### To be done
Your task is to repeat the listing exactly.
* * * * * * *
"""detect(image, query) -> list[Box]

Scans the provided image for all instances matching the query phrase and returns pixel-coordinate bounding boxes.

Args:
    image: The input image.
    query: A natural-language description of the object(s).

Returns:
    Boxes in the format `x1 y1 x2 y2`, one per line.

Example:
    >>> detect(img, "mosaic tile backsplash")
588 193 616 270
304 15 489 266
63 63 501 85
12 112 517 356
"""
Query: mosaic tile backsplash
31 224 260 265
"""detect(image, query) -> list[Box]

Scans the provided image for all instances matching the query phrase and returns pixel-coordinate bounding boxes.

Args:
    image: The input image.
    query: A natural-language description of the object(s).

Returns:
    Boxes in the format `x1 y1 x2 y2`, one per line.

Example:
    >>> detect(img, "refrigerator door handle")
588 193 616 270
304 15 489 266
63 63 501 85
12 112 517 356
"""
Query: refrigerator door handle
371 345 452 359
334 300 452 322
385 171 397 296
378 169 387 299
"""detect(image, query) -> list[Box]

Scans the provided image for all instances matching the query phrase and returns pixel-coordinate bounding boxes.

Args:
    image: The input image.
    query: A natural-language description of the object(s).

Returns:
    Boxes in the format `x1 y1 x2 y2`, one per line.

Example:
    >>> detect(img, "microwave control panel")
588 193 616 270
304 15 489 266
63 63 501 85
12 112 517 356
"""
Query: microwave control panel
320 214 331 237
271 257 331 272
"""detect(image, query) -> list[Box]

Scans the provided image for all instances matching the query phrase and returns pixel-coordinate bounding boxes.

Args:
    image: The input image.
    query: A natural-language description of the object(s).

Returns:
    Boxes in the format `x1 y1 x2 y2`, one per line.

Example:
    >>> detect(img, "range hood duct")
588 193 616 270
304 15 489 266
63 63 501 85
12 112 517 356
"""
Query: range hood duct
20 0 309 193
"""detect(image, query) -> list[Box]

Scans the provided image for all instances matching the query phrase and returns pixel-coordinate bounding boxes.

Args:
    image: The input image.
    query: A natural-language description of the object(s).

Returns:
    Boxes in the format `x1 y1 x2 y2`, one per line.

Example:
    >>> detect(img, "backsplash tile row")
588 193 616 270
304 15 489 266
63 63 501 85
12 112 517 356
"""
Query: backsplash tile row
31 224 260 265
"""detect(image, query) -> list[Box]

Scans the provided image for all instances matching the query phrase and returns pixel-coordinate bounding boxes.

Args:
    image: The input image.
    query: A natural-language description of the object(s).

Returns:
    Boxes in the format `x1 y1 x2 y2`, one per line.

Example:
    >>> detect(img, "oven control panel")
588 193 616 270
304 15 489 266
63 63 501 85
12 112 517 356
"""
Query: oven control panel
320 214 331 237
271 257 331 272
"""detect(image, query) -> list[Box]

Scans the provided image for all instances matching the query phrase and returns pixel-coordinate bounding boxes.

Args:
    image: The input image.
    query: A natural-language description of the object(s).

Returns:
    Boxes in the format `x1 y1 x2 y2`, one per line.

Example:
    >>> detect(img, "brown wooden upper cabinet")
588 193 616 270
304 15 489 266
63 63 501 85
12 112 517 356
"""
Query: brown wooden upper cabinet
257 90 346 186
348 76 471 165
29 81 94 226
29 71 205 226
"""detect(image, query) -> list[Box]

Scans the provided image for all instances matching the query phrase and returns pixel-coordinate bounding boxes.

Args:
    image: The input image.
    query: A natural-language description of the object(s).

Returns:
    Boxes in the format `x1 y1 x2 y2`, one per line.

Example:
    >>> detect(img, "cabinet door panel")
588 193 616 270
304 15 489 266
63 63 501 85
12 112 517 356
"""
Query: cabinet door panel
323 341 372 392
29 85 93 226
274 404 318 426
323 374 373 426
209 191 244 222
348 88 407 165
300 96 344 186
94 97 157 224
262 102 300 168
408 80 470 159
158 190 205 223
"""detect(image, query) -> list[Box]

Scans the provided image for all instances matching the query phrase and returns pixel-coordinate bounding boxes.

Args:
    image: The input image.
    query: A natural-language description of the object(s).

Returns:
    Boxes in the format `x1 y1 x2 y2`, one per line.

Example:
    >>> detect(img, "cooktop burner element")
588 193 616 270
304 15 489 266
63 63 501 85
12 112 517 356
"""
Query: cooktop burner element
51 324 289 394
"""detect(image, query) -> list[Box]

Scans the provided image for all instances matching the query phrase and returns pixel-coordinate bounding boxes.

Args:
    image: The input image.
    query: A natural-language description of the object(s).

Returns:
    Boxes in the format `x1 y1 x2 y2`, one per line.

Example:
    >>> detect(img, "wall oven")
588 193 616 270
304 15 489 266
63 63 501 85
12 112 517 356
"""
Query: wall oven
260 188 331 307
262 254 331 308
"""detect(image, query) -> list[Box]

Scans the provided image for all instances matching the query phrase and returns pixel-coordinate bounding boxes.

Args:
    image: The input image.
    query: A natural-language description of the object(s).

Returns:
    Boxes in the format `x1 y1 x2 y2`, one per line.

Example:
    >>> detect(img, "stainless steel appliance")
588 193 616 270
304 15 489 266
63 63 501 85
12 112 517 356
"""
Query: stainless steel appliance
* * * * * * *
### Answer to this problem
"""detect(image, query) -> list[Box]

Scans the provided image for all instances matching the query phrase and returns pixel-coordinate bounding boxes.

Args:
    image: The input image.
    query: A natural-language description of the object(s).

Returns:
    Boxes in the format `x1 y1 x2 y2`, one per line.

Example:
    >>> detect(img, "mosaic tile backsplash")
588 193 616 270
304 15 489 266
63 63 501 85
12 112 517 356
"""
Query: mosaic tile backsplash
31 224 260 265
"""detect(image, query) -> list[Box]

Scans the provided image for all instances matching the query phrase and returns pixel-coordinate bounding boxes.

Args:
    image: The input image.
    query: A natural-language description of the object(s).

Returns:
    Boxes in the format `x1 y1 x2 y2`, one per line.

Example:
    >>> detect(img, "refrigerator door handle")
588 193 616 270
304 15 489 266
63 63 501 85
12 112 517 356
"""
Query: refrigerator door handle
371 345 452 359
334 300 452 322
385 171 397 296
378 169 387 299
"""detect(image, query) -> list[Box]

Scans the provided image for all instances matching the query phrase and returns pixel-coordinate bounding boxes.

Args:
    image: The input image.
    query: A natural-language description of the object(s).

Returns:
    Boxes in the format `x1 y1 x2 y2`, one per line.

Example:
    >>> detect(img, "microwave control panel")
588 193 616 270
304 15 489 266
63 63 501 85
12 112 517 356
"""
Query: microwave control panel
320 214 331 237
271 257 331 272
"""detect(image, query) -> list[Box]

Scans the provided image for all instances matching the query phrase and returns pixel-coordinate bounding boxes.

Args:
    image: The input image.
    query: A natural-language description of the object(s).

Returns:
    Boxes in the format `x1 y1 x2 y2`, one per line.

Example:
    >>> detect(img, "range hood duct")
588 193 616 270
304 15 489 266
63 63 501 85
12 112 517 356
"""
Query: range hood duct
20 0 309 193
"""detect(image, query) -> list[Box]

Scans the provided image for all instances matching the query phrase and returns pixel-coordinate bounding boxes.

Args:
    image: The input image.
    query: A natural-language description of the object(s).

Returns:
    Boxes in the format `x1 y1 x2 y2`, one per line.

Example:
    >>> detect(img, "backsplash tile row")
588 193 616 270
304 15 489 266
63 63 501 85
12 112 517 356
"""
Query: backsplash tile row
31 224 260 265
"""detect(image, query) -> list[Box]

Scans the provided image for all instances matching the query phrase and returns pixel-coordinate bounding boxes.

Args:
    image: The input image.
    query: A natural-language description of the object(s).

Returns:
    Boxes in the format `x1 y1 x2 y2`, one per line.

Example:
    >>> detect(img, "oven control panel")
588 193 616 270
304 15 489 266
63 63 501 85
12 112 517 356
"""
Query: oven control panel
320 214 331 237
271 257 331 272
"""detect(image, query) -> list[Box]

Scans the provided image for all instances matching the query phrase and returns pixel-coordinate bounding boxes.

Args:
    image: The input image.
    query: A natural-language description of the object(s).

Returns:
    Boxes in the format `x1 y1 x2 y2`, one per line.

Example:
    >>> detect(img, "brown wooden upper cabinet")
588 193 616 270
304 15 489 266
63 63 501 85
12 112 517 356
"""
Query: brown wooden upper cabinet
257 90 346 186
348 76 471 165
29 81 94 226
29 71 205 226
"""detect(image, query) -> list[Box]

Scans the provided image for all instances matching the query phrase and returns pixel-coordinate bounding boxes.

Args:
    image: The input image.
    query: A natural-language description of the object(s).

Returns:
    Boxes in the format `x1 y1 x2 y2`, one per line.

Example:
    >>> detect(img, "cabinet door panel")
588 193 616 270
304 15 489 266
63 63 501 85
12 112 517 356
"""
Query: cabinet door panel
323 341 372 392
29 85 93 226
274 404 318 426
323 374 373 426
209 191 244 222
348 88 407 165
300 96 344 186
94 97 157 224
262 102 300 168
408 80 470 159
158 190 205 223
"""detect(image, query) -> list[Box]

Scans the provided image for all instances matching the query phrase and returns pixel-coordinate bounding boxes.

Args:
    image: The input image.
    query: A natural-language description of the object(s).

Returns:
    Boxes in the format `x1 y1 x2 y2`, one per line.

Example:
    >>> detect(img, "cooktop burner element")
588 193 616 270
304 15 489 266
63 63 501 85
12 112 517 356
"""
Query: cooktop burner element
51 324 289 394
"""detect(image, query) -> list[Box]

Scans the provided image for all instances matching the query phrase and returns pixel-coordinate bounding boxes.

Args:
    image: The input image.
    query: A natural-language description of the object(s).

Returns:
    Boxes in the format `x1 y1 x2 y2`, one per line.

Example:
    >>> detect(img, "wall oven")
588 193 616 270
304 15 489 266
63 63 501 85
12 112 517 356
"""
Query: wall oven
260 188 331 307
262 254 331 308
"""detect(image, query) -> list[Box]

Scans the provided image for all instances matching the query phrase and returns pixel-coordinate bounding boxes.

Args:
    image: The input image.
    query: A natural-language description of the object(s).

Returns:
    Boxes in the format `x1 y1 x2 y2`, one per line.

Example:
    >>> detect(img, "stainless steel appliance")
588 193 616 270
304 15 489 266
63 63 501 85
12 112 517 356
"""
Query: stainless steel appliance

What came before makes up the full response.